**TEXT BLOCK**
╔══

2. The next thought in baptism is burial. Death comes first, and burial 
follows. Now, what is burial, brethren? Burial is, first of all, the seal of 
death; it is the certificate of decease. "Is such a man dead?" say you. 
Another answers, "Why, dear sir, he was buried a year ago." There have 
been instances of persons being buried alive, and I am afraid that the 
thing happens with sad frequency in baptism, but it is unnatural, and by 
no means the rule. I fear that many have been buried alive in baptism, 
and have therefore risen and walked out of the grave just as they were. 
But if burial is true, it is a certificate of death. If I am able to say in 
very truth, "I was buried with Christ thirty years ago," I must surely be 
dead. Certainly the world thought so, for not long after my burial with 
Jesus I began to preach his name, and by that time the world thought me very 
far gone, and said, "He stinketh." They began to say all manner of evil 
against the preacher; but the more I stank in their nostrils the better I 
liked it, for the surer I was that I was really dead to the world. It is good 
for a Christian to be offensive to wicked men. See how our Master stank 
in the esteem of the godless when they cried, "Away with him, away 
with him!" Though no corruption could come near his blessed body, yet 
his perfect character was not savoured by that perverse generation. 
There must, then, be in us death to the world, and some of the effects of 
death, or our baptism is void. As burial is the certificate of death, so is 
burial with Christ the seal of our mortification to the world.

╚══

**SUPPLIED MATERIAL**
╔══

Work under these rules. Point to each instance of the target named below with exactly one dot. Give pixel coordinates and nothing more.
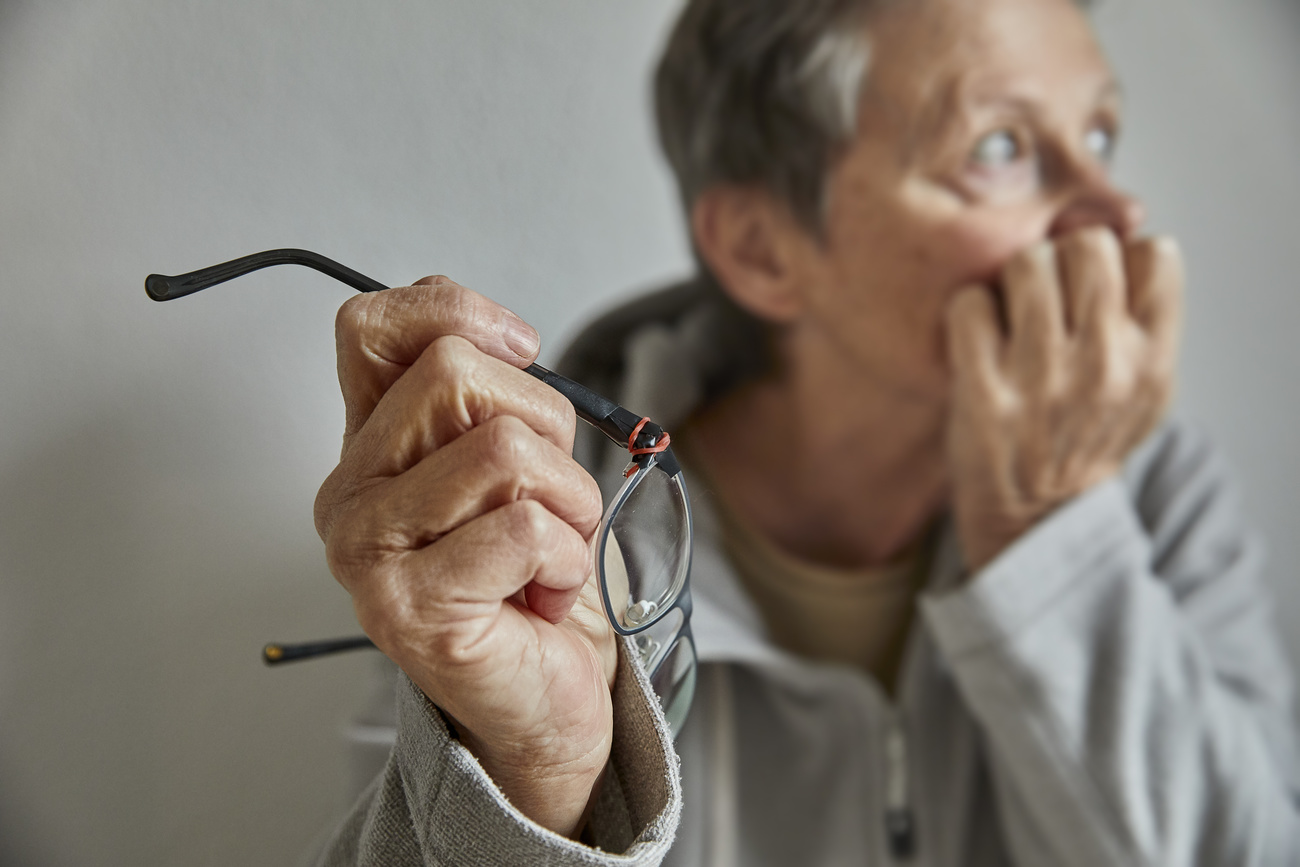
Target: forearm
(434, 805)
(1109, 723)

╚══

**LIST OF TASKS**
**a)** In the passage on baptism, what is burial first of all?
**b)** From the passage on baptism, return the words beginning at "There must, then, be" and stopping after "mortification to the world.".
The listing has no connection to the passage on baptism.

**ANSWERS FOR THE EXERCISE**
**a)** It is the seal of death, the certificate of decease.

**b)**
There must, then, be in us death to the world, and some of the effects of 
death, or our baptism is void. As burial is the certificate of death, so is 
burial with Christ the seal of our mortification to the world.